---- SELECTED TEXT

First published in Study Work Grow in April 7 2022 by Claire Pech.
How can you engage with Alumni and/or guest speakers to better help your own students?
How can this best be done? I have not mastered this, by any means, but in an ideal world, with lots more time on my side, an administrative assistant on hand, and an empty calendar ahead (!!) – this would be the ideal – and what I would aim for.
In order of priority:
- Engage with Alumni via linked in – to keep in touch with what they are doing, what they are studying, what ventures they are setting up and what career directions they are heading off in. If you have a Community Relations or Alumni/Marketing executive it is also helpful to collaborate with them. We are lucky at Emanuel School that our Development Officer – Alumni & Community Relations, Sonia Newell, is very well connected within the community.

--------

_WHAT TO PRODUCE_
List the things about Alumni that the article on engaging Alumni and guest speakers says to keep in touch with via LinkedIn.

---- DATA SHOWN

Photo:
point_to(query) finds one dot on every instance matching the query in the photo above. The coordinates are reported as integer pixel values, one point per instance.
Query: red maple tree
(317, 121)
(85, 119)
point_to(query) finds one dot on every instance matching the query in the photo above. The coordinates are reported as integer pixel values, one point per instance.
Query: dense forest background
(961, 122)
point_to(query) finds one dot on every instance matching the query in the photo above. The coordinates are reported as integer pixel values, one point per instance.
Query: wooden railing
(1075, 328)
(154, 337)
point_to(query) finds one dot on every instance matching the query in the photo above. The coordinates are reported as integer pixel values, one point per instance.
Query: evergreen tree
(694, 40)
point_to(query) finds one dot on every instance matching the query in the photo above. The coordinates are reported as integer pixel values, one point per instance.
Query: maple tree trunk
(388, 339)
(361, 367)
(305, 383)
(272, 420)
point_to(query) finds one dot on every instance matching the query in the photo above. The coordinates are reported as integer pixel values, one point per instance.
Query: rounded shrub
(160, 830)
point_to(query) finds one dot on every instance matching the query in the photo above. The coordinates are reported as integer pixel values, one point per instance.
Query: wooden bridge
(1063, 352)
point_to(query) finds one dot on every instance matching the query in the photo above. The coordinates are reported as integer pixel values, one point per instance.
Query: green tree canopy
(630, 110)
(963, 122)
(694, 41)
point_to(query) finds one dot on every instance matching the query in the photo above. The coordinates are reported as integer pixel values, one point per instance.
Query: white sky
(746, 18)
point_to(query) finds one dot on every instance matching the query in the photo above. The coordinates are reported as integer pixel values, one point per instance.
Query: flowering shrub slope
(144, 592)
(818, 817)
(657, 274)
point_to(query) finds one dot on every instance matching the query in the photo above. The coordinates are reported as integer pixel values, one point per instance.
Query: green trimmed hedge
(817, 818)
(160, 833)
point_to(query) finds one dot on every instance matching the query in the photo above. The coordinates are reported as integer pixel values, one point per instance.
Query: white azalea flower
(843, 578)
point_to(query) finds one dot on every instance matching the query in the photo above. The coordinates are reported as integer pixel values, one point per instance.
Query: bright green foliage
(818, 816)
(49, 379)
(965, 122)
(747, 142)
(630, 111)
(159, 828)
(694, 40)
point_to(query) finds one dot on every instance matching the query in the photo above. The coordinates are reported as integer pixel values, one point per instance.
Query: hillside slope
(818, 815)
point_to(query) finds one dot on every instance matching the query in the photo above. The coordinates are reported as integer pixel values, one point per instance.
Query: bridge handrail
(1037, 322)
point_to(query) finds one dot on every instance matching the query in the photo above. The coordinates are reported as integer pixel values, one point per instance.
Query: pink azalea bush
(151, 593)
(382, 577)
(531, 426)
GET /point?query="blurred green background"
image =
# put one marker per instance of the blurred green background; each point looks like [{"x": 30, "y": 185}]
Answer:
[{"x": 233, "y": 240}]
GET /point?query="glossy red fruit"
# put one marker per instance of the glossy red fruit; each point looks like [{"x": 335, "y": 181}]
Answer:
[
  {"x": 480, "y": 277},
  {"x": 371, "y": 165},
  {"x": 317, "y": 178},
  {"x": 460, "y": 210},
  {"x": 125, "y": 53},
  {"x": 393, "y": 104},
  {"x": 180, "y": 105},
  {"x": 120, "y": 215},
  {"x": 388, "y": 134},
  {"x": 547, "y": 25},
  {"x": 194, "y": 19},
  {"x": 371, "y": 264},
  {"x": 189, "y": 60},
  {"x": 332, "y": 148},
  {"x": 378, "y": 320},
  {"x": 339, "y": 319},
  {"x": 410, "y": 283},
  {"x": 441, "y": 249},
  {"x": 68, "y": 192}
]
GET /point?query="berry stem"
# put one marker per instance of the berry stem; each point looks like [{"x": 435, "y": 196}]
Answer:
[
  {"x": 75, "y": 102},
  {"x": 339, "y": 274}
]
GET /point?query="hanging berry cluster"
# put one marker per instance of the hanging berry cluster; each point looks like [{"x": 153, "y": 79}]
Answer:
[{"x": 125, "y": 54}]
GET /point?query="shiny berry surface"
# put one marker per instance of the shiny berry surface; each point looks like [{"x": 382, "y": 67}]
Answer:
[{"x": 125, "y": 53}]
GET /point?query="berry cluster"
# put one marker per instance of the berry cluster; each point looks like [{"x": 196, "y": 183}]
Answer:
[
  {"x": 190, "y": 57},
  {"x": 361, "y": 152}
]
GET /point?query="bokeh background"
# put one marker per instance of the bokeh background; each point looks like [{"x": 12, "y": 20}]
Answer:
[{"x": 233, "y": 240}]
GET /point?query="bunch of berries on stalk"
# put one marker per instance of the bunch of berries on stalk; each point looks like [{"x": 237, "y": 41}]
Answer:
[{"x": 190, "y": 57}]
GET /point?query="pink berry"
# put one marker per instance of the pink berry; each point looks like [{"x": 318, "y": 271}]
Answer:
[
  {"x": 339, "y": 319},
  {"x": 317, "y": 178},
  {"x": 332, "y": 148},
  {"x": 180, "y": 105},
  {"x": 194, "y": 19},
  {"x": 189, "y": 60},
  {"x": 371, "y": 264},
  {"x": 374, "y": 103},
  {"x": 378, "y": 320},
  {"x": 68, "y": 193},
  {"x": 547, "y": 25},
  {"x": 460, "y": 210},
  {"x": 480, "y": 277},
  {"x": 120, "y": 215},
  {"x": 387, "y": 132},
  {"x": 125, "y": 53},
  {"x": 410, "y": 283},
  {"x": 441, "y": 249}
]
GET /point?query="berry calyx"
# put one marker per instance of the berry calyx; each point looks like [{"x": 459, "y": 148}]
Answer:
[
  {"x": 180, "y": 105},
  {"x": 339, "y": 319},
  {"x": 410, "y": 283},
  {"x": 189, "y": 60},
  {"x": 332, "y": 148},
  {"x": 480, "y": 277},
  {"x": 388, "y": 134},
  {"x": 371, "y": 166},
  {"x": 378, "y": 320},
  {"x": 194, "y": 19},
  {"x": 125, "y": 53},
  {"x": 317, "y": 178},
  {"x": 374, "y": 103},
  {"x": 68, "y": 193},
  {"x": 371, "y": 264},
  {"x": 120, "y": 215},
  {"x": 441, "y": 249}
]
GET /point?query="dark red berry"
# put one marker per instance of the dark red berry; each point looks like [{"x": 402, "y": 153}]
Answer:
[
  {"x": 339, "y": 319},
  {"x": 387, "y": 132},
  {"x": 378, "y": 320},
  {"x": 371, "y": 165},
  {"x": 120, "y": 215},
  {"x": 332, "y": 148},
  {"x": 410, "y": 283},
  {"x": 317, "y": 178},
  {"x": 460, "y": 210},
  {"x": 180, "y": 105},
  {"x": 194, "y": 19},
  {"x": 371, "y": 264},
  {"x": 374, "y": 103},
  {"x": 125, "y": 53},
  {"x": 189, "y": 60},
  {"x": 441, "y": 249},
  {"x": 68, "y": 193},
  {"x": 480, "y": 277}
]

--------

_OUTPUT FOR THIS EXERCISE_
- What they are doing
- What they are studying
- What ventures they are setting up
- What career directions they are heading off in